→ Required task:
Copy the stretch from the line containing "of the shredded" through the end of the records, requests included, and shift every coordinate in the answers by -24. Copy no other lines.

→ Data records:

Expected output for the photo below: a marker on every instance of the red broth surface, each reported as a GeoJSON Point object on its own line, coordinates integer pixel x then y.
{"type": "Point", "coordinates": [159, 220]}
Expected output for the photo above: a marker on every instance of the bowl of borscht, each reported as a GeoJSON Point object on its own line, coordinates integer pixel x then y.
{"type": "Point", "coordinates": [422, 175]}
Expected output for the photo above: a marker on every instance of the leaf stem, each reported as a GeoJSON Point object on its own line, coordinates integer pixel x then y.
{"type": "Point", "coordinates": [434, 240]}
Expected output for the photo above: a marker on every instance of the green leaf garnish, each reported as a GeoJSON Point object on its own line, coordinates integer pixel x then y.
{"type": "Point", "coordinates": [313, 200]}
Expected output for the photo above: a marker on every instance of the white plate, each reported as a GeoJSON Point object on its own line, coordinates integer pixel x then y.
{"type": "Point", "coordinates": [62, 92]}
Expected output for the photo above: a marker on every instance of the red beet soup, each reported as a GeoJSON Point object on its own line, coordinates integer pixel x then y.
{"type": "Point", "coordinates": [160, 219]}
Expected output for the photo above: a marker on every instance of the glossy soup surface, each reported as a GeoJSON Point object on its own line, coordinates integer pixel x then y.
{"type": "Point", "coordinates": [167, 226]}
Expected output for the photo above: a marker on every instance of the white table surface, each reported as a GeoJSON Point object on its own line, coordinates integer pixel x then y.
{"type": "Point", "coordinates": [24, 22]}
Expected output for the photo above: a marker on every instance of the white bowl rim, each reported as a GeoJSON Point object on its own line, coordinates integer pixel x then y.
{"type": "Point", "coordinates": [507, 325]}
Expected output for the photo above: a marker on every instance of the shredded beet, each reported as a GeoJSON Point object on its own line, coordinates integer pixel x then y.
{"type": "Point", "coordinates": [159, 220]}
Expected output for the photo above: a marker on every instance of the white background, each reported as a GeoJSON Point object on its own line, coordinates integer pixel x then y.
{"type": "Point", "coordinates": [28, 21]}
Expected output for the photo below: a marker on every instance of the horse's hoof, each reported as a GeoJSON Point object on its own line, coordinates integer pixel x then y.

→ Expected output:
Expected output for the photo above: a marker on every instance of the shredded beet, each reported as a GeoJSON Point object on its own line, coordinates integer pixel x then y.
{"type": "Point", "coordinates": [135, 196]}
Expected output for the photo above: a marker on every instance of the white background, each reported as a GeoJSON Point object on its own line, coordinates integer pixel x then y.
{"type": "Point", "coordinates": [4, -3]}
Expected output for the photo below: a marker on every instance of the horse's hoof, each reported as a GeoJSON Point object on its own line, coordinates integer pixel x then y.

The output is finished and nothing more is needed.